▶ [Activity]:
Please give the listing again, word for word, with nothing left out.

****

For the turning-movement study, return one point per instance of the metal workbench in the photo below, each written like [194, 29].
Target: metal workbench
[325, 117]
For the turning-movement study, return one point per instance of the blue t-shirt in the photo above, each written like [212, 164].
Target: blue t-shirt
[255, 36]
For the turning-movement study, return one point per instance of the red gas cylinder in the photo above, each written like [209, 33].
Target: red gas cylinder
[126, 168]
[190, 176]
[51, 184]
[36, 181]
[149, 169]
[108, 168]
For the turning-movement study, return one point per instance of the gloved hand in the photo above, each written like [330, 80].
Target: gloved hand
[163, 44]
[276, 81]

****

▶ [Written solution]:
For the turning-movement study, return one point per instance of the metal workbench in the photo below, each written like [194, 29].
Target: metal workbench
[325, 117]
For the turning-movement study, return one point per instance of the blue t-shirt in the photo above, each written like [212, 164].
Target: blue t-shirt
[255, 36]
For the turning-movement study, return one point per instance of the red gas cylinder in the photo above, each written like [209, 33].
Target: red gas cylinder
[126, 168]
[190, 176]
[51, 184]
[36, 181]
[149, 169]
[108, 168]
For the turning-movement study, return one point per instance of the gloved hand in the photo above, each written like [330, 80].
Target: gloved hand
[163, 44]
[276, 81]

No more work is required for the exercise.